EXERCISE
From the records below, copy each line that has the word "instance" in it.

MATERIAL FOR THIS TASK Start Marker

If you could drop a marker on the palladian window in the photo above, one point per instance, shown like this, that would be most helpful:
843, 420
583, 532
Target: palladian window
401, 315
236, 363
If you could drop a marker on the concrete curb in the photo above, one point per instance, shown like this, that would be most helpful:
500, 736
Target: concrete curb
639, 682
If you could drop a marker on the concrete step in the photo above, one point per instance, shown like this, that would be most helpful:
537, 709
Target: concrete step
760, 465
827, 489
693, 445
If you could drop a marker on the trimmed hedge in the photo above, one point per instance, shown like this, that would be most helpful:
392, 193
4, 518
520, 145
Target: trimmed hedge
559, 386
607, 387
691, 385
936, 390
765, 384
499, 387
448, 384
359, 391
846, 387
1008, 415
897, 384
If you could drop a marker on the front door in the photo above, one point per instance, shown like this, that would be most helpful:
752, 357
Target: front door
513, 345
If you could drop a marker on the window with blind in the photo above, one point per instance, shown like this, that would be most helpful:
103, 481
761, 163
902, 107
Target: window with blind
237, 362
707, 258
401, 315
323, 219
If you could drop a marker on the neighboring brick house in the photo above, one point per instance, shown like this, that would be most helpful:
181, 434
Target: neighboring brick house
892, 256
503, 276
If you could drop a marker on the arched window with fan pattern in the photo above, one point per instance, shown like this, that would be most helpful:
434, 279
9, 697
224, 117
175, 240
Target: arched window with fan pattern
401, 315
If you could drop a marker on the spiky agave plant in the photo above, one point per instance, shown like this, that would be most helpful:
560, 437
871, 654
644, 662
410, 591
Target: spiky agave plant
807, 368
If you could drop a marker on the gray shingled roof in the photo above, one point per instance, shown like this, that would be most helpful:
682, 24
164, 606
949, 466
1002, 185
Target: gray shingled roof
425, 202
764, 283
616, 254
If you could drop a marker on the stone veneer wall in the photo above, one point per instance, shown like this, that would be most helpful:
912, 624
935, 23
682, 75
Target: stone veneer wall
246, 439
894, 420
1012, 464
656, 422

MATERIAL FOR THIS TASK End Marker

PROBLEM SOLUTION
If you could drop a marker on the palladian window in the photo above, one point per instance, shown like this, that would be most helpful:
If you could drop a marker on the concrete curb in the photo above, one point per instance, shown like this, that would be most helpful:
If you could drop a marker on the concrete step in the photo above, one point per instance, shown like this, that would be most helpful:
If you could drop a marker on the trimmed hedge in the photo above, one point per instance, shown like this, that would be most helpful:
If you could drop a marker on the front door in the photo above, one point per instance, shown like this, that would be most helpful:
If you could drop a marker on the window with blind in the photo above, one point per instance, shown like this, that would be most helpful:
If you could drop a marker on the neighboring brick house in the photo above, one point per instance, shown like this, that would be most helpful:
If you could drop a marker on the arched window with fan pattern in the photo above, one point per instance, shown like this, that would be most helpful:
If you could drop a marker on the spiky agave plant in the photo above, one point per instance, shown like this, that would be most helpful:
If you could drop a marker on the gray shingled roof in the photo above, one point per instance, shown like this, that would be most helpful:
If you could drop a marker on the stone veneer wall in the photo above, one point per instance, shown like this, that would be most helpful:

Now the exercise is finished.